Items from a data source
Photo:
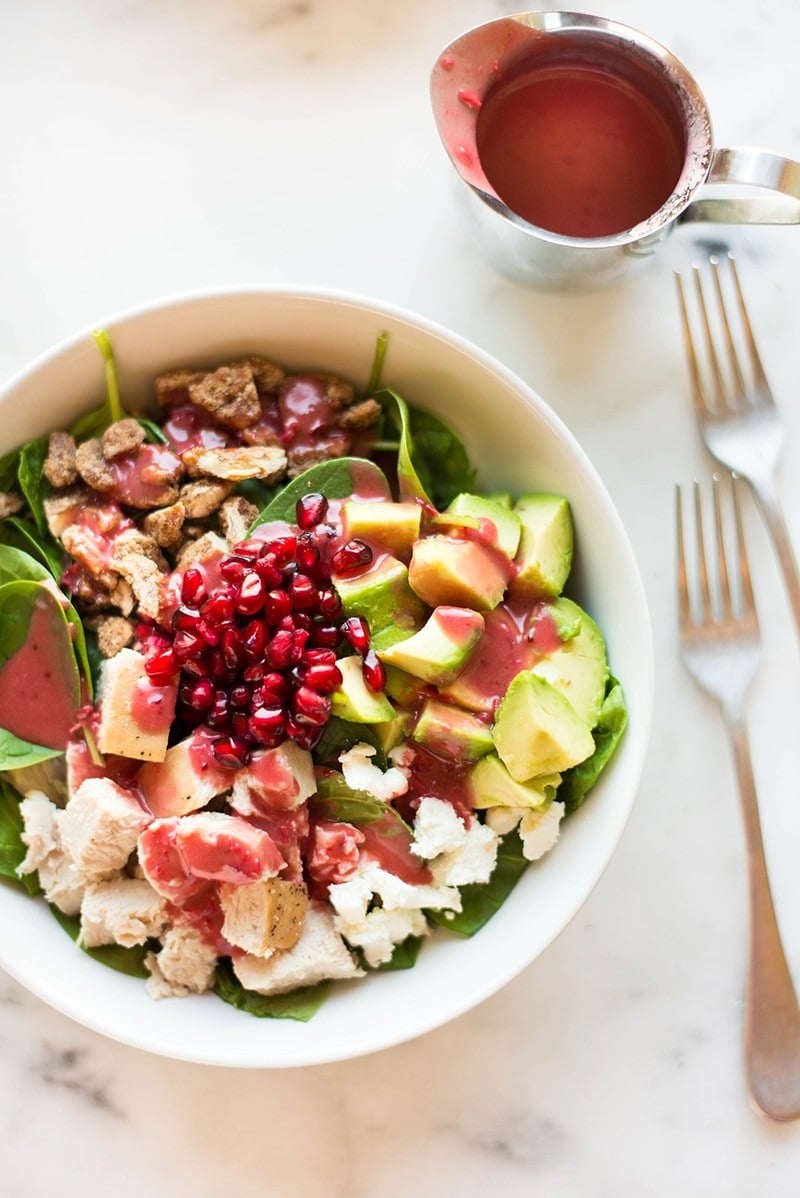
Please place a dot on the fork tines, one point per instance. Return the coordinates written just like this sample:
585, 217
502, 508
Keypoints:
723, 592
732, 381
==
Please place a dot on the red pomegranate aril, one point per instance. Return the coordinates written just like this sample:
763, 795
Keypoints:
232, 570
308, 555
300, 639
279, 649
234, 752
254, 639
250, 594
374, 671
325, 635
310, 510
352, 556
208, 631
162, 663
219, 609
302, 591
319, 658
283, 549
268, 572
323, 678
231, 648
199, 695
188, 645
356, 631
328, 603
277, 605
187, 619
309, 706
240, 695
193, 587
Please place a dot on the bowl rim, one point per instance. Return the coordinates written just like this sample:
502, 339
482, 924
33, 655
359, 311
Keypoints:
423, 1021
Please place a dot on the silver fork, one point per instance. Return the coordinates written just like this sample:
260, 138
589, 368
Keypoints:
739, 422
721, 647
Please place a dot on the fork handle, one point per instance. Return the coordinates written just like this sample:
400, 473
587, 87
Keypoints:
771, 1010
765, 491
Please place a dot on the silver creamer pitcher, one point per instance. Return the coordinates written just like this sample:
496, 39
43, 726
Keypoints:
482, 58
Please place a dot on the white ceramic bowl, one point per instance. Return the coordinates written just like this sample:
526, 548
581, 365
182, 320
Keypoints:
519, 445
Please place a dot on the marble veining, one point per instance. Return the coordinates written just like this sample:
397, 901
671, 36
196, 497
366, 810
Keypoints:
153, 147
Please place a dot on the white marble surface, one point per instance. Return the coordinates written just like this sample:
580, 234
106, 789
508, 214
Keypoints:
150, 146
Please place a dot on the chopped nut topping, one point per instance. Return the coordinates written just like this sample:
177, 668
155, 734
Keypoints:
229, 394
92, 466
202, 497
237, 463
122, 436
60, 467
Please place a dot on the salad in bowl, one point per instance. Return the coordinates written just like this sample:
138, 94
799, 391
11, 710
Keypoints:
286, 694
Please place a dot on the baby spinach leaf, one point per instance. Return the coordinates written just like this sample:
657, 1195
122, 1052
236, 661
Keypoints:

### Action item
Search the records for the word "bowl". Copy every line that has it.

### Task response
Please place a dot on the bowl rim, one point per instance. Return the coordinates written just like this sample:
Please place a dot on the white ceramic bowl, one point per instance. Return the coordinates written just like this sample:
Please place a dot on the salad in bowl, one point per instance. Return the coordinates written just like this sample:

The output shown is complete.